§ **TO DO**:
a. Summarize the piece on Syrian refugees in two sentences.
b. Decide whether each statement agrees with the piece on Syrian refugees: (i) most Syrian refugees outside Syria are in Europe; (ii) Canada's pledge of 10,000 comes on top of current resettlement levels; (iii) Ratna Omidvar chairs Lifeline Syria. Answer yes or no for each, quoting the deciding words of the piece.
c. Rewrite the piece on Syrian refugees starting with "Ratna Omidvar is" and going on through "of Lifeline Syria.", switching "executive director" to "founding director".

§ **TEXT PROVIDED**:
────────────────────────────────────────
Ottawa's promise to resettle 10,000 Syrians outstrips the personnel the government has injected to fulfill it.

(ALEXANDER ZEMLIANICHENKO/ASSOCIATED PRESS)

Ratna Omidvar

Practical solutions for refugees flow from political will Add to ...

Ratna Omidvar is executive director of the Global Diversity Exchange at the Ted Rogers School of Management, Ryerson University. She is also chair of Lifeline Syria.

As if we needed evidence that we are not disconnected from this crisis, there was the body of a three-year-old boy on a beach in Turkey, and his grieving Canadian family, to show us otherwise.

This child was among about four million Syrian refugees outside Syria. The majority are in neighbouring countries, and a quarter of a million are in Europe. Along with others from the Middle East and North Africa, they are arriving by foot, boat, train and truck into European capitals. Not all of them make it so far.

The last time a refugee crisis this large occurred was long before Europe was a fortress – it was after the Second World War, when Europe was a shipwreck. Stranded Europeans scrambled to escape their own land even after the fighting had stopped, when hunger and unemployment threatened millions of lives. In 60 years since, we have not seen this scale of displacement until now.

Where is the proportionate response? Nothing yet comes close.

Canada has pledged to resettle 10,000 Syrians by the end of 2017. This figure is not over and above current levels; it’s a redistribution. Syrians instead of others. We could easily take many times that number over and above existing levels – our history proves it, our geography and compassion beg it. But less disappointing than the 10,000 commitment is the failure to meet it. According to the Immigration Department, only 1,002 Syrian refugees resettled in Canada as of late July.
────────────────────────────────────────
§ **MATERIAL PROVIDED**:
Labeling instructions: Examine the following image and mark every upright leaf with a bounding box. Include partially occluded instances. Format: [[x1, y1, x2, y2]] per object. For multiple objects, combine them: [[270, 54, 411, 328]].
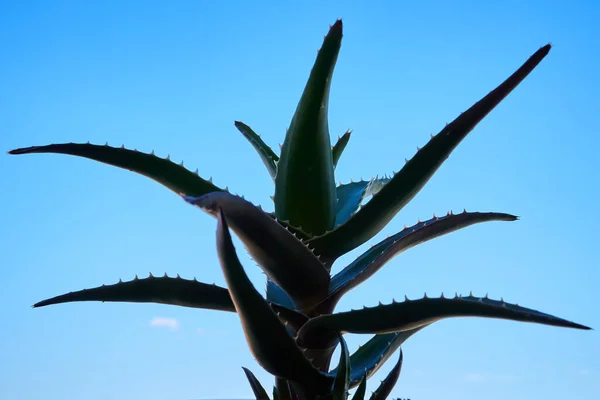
────────────────────────────────────────
§ **WORKED ANSWERS**:
a. The piece says the displacement of about four million Syrian refugees, brought close to Canadians by the death of a three-year-old boy with a grieving Canadian family, is the largest since the Second World War, yet nothing yet comes close to a proportionate response. It faults Canada's pledge to resettle 10,000 Syrians by the end of 2017 as a redistribution rather than an addition, and notes that only 1,002 Syrian refugees had resettled in Canada as of late July.

b.
(i) No: "The majority are in neighbouring countries, and a quarter of a million are in Europe."
(ii) No: "This figure is not over and above current levels; it’s a redistribution."
(iii) Yes: "She is also chair of Lifeline Syria."

c.
Ratna Omidvar is founding director of the Global Diversity Exchange at the Ted Rogers School of Management, Ryerson University. She is also chair of Lifeline Syria.